Brief
Copy out every line in the items below that contains the word "positive".
++++ Material supplied
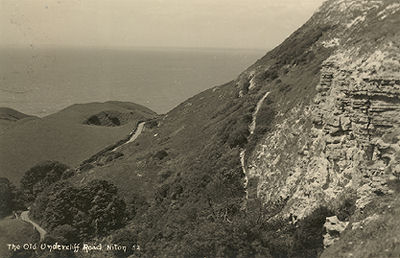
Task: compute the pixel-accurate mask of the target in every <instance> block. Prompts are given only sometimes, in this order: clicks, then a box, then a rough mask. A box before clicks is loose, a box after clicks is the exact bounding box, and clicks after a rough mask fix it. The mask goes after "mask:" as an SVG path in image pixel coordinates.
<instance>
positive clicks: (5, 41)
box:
++++++++
++++ Material supplied
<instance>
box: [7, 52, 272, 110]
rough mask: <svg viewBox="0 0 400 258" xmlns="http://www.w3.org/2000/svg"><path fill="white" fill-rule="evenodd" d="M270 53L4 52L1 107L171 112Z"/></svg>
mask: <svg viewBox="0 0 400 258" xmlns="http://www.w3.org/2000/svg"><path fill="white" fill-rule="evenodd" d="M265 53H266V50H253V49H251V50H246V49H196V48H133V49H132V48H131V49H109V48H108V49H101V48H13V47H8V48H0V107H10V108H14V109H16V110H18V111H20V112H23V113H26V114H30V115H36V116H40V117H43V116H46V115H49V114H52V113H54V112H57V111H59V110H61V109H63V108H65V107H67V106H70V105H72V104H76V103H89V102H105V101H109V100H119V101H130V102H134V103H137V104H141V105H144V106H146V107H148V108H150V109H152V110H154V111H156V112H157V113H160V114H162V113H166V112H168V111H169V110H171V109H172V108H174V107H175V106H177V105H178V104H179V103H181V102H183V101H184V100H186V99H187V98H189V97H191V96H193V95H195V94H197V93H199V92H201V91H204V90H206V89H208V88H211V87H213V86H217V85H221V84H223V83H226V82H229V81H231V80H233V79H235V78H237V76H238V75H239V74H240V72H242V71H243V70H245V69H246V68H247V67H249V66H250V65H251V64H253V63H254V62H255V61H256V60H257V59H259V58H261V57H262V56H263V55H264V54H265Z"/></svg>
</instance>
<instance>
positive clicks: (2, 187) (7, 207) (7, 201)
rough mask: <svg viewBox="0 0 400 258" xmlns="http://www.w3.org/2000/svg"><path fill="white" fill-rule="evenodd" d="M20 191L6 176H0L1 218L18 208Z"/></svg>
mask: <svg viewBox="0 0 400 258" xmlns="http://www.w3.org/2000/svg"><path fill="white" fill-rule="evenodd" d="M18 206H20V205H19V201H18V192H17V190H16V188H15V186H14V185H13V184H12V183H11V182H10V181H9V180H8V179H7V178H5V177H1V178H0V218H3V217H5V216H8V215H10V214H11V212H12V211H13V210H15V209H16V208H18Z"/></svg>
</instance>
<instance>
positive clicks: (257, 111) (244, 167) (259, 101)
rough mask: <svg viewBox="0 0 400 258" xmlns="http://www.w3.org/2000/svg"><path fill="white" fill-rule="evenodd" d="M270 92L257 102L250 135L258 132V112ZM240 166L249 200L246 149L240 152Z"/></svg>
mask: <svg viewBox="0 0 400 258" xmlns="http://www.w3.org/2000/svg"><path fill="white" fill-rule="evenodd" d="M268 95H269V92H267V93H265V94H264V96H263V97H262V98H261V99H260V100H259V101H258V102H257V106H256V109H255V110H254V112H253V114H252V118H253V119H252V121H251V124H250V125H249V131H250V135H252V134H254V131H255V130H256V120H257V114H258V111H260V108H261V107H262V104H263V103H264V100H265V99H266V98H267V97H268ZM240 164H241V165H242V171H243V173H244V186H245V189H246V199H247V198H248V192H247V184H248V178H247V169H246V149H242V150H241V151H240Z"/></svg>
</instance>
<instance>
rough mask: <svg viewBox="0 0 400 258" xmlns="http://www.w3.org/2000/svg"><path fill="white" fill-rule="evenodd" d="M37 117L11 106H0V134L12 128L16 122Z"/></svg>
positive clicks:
++++++++
Answer box
positive clicks: (5, 41)
positive clicks: (2, 187) (7, 207) (7, 201)
positive clicks: (257, 111) (244, 167) (259, 101)
positive clicks:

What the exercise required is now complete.